● **Exercise goal**
Below is a block of records: output all of them exactly and leave out the pictures.

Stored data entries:
*****

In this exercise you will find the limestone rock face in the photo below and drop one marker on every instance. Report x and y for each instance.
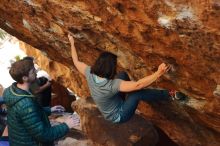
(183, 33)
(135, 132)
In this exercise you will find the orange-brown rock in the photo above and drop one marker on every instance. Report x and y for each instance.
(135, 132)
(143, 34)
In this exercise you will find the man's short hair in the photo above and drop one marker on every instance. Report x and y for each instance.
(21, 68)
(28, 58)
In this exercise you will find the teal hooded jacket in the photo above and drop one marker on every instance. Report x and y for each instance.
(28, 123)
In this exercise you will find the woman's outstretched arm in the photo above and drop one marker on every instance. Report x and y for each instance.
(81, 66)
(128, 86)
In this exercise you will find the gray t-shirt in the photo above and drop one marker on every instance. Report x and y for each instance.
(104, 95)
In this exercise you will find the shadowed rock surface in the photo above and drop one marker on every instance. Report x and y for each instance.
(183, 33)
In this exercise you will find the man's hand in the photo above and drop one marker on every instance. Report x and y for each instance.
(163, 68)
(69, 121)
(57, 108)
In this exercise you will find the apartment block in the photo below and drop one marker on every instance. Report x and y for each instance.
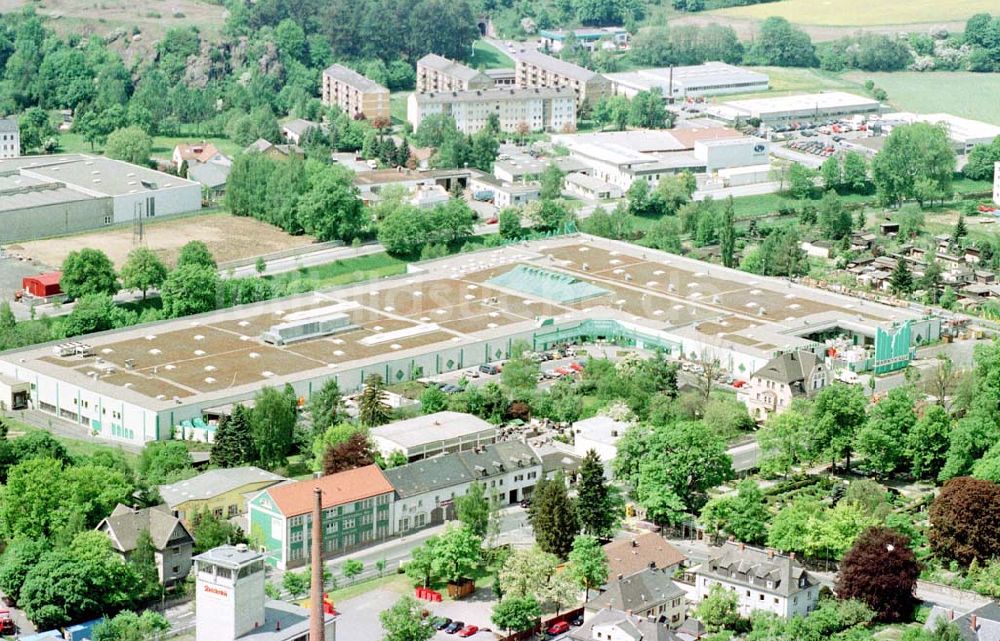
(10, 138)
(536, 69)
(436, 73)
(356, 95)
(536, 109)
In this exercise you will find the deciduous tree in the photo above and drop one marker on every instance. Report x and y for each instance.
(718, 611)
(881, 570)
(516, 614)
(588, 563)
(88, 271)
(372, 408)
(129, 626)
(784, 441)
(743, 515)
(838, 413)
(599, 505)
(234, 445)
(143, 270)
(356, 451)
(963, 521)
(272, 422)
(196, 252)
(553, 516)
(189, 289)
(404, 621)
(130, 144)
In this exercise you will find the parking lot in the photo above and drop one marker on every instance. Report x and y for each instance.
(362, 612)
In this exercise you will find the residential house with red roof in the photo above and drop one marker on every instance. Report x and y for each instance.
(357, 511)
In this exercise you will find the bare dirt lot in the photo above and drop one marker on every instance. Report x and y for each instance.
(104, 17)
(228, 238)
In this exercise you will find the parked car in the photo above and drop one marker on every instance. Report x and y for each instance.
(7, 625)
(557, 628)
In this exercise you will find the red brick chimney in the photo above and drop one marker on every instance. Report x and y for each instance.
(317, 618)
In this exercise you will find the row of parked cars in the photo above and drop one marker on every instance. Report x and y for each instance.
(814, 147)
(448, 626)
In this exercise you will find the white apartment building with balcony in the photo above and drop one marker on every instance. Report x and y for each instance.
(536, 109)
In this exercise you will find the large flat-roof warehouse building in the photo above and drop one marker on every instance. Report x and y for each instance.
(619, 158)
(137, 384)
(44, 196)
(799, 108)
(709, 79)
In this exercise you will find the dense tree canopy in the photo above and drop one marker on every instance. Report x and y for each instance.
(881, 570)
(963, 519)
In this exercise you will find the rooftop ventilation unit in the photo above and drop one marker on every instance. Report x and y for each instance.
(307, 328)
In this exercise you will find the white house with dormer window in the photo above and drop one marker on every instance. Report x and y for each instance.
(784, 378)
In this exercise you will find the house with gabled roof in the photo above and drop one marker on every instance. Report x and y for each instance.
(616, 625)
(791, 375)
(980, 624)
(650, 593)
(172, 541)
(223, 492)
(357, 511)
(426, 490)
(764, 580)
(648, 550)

*****

● **Solution below**
In this exercise you will find the limestone rock face in the photo below and drop one marker on every instance. Report x and y for each instance.
(183, 33)
(135, 132)
In this exercise you will find the orange-brown rock in the photo above and drop one marker on every instance. Report x and y for each instance.
(135, 132)
(143, 34)
In this exercise you will find the man's short hair in the photo above and drop one marker on every instance. Report x and y for each instance.
(21, 68)
(28, 58)
In this exercise you will find the teal hooded jacket in the photo above and drop one marker on every instance. Report x and y for each instance.
(28, 123)
In this exercise you will find the woman's outstretched arm in the photo above and drop one marker on every instance. Report x and y for each instance.
(81, 66)
(128, 86)
In this exercise you will find the gray t-shirt in the photo above and drop one marker on every instance. Report x and y for each instance.
(104, 95)
In this exercise you will find the shadowed rock surface in the photo above and drop one marker on every instance. Report x and y for each instance.
(183, 33)
In this exercise you will find the man's hand in the photo above and drop one marker on every instance. Report x and y for each instance.
(163, 68)
(69, 121)
(57, 108)
In this exercise you will find the apartment block in the photo below and drop one marker on every instance. Report x and y for each instance.
(10, 138)
(536, 69)
(436, 73)
(356, 95)
(536, 109)
In this exercise you will find the deciduous tree in the photo above and drop one marker on every instance. Report x and y for each instance.
(718, 611)
(881, 570)
(516, 614)
(588, 563)
(88, 271)
(372, 408)
(129, 626)
(784, 441)
(743, 515)
(838, 413)
(599, 505)
(234, 445)
(143, 270)
(356, 451)
(963, 521)
(272, 422)
(196, 252)
(553, 516)
(189, 289)
(404, 621)
(130, 144)
In this exercise you will find the parking lot in the photo above and drop one marker on every instance. Report x and y for each instance.
(362, 612)
In this exercise you will find the residential house with red roof in the photo above and drop one marker on every instance. Report x and y for each instance.
(357, 511)
In this exercise you will find the bare dirt lot in the photo above and drop one marker on every instance. Report x and y for each instance.
(104, 17)
(228, 238)
In this exercise you will find the parked car in the photo above and drop one marker on every instance. Report x and y for each instance.
(7, 625)
(557, 628)
In this exercise you will find the red brick chimney in the photo above and drop one marker on every instance. Report x and y for each instance.
(317, 618)
In this exercise you will find the row of parked cars in the photo above and drop one marker on every instance. Report x and y for each instance.
(814, 147)
(448, 626)
In this exercise you will find the white apartment building with balcony in the photo above and drop one marker on every instance. Report x and y for each instance.
(536, 109)
In this exercise you will find the large flat-roof warehouse building in the photo above and drop one marker on every instance. Report x and y for each instance.
(619, 158)
(137, 384)
(44, 196)
(799, 108)
(709, 79)
In this exercise you will find the dense tree canopy in the photo above and drop one marker on every instance. Report x and y for each instance.
(881, 570)
(963, 519)
In this exercise you will find the rooftop ventilation unit in the photo above and drop one marker on every instance. Report x and y for each instance.
(307, 328)
In this exercise you will find the white house with dormer window in the photo above and drop one marker on every instance. Report x and y for each instance.
(784, 378)
In this exercise you will find the house with gabled roof in the photo above and drop one marker on every instance. Report x and y for each instance.
(616, 625)
(791, 375)
(980, 624)
(650, 593)
(172, 541)
(223, 492)
(357, 511)
(426, 490)
(764, 580)
(648, 550)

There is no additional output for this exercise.